**THE PROBLEM:**
If a line in the entries contains the string "boot", include that line in your answer.
SUPPLIED DATA: Begin
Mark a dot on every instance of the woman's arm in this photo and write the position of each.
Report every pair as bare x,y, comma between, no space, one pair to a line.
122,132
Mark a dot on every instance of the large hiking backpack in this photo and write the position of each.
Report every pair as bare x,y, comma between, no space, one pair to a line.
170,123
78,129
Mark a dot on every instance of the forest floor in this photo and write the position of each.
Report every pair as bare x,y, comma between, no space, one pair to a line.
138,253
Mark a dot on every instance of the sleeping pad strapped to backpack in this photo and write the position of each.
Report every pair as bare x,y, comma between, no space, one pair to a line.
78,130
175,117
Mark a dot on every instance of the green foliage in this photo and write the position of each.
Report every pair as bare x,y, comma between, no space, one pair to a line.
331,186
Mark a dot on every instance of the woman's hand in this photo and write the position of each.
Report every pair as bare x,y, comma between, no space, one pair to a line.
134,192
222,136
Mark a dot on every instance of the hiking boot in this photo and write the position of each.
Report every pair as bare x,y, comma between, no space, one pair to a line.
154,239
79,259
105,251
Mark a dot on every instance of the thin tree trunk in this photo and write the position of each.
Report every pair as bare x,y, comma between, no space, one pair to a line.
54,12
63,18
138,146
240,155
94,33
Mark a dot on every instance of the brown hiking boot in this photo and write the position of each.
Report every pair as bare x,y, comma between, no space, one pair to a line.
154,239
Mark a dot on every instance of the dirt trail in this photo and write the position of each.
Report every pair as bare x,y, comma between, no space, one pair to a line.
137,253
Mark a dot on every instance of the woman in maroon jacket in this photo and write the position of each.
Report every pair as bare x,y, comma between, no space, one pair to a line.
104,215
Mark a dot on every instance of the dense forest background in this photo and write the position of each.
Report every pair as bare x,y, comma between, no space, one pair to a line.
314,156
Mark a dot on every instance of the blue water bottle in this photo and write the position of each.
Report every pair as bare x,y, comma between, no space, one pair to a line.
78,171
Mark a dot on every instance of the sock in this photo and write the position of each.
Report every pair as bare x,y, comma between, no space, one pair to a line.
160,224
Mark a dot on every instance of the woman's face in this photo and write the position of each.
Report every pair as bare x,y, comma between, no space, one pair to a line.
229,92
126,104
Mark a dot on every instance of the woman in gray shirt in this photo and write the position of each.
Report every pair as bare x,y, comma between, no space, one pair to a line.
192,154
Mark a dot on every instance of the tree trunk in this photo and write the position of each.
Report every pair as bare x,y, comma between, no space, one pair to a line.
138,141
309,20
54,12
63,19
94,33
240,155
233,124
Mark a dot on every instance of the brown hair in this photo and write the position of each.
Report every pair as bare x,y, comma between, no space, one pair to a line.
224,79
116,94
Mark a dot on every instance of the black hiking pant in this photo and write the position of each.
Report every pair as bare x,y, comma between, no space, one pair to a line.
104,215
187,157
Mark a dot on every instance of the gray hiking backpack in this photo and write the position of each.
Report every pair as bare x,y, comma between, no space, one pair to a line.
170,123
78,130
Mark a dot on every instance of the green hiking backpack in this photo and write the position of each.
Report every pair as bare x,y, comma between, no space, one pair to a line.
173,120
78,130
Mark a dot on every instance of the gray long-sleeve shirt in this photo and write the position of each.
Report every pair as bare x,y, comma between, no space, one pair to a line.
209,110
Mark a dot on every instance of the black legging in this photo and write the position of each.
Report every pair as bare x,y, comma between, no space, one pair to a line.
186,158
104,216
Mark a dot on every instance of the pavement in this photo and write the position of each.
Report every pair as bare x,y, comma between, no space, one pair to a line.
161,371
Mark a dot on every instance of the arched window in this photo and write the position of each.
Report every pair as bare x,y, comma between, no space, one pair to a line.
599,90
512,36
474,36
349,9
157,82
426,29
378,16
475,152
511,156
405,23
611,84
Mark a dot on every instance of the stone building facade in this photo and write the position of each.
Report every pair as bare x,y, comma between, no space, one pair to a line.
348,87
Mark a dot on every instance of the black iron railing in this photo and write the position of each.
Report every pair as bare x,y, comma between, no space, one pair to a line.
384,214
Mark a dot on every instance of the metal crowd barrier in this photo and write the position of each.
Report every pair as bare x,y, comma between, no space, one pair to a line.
SUPPLIED DATA: End
**SOLUTION TO THIS TASK:**
Mark a dot on every instance of the hiking boot in this photo and write the position of each.
Mark a dot on every instance of the brown hiking boot in this photo and write the position of each.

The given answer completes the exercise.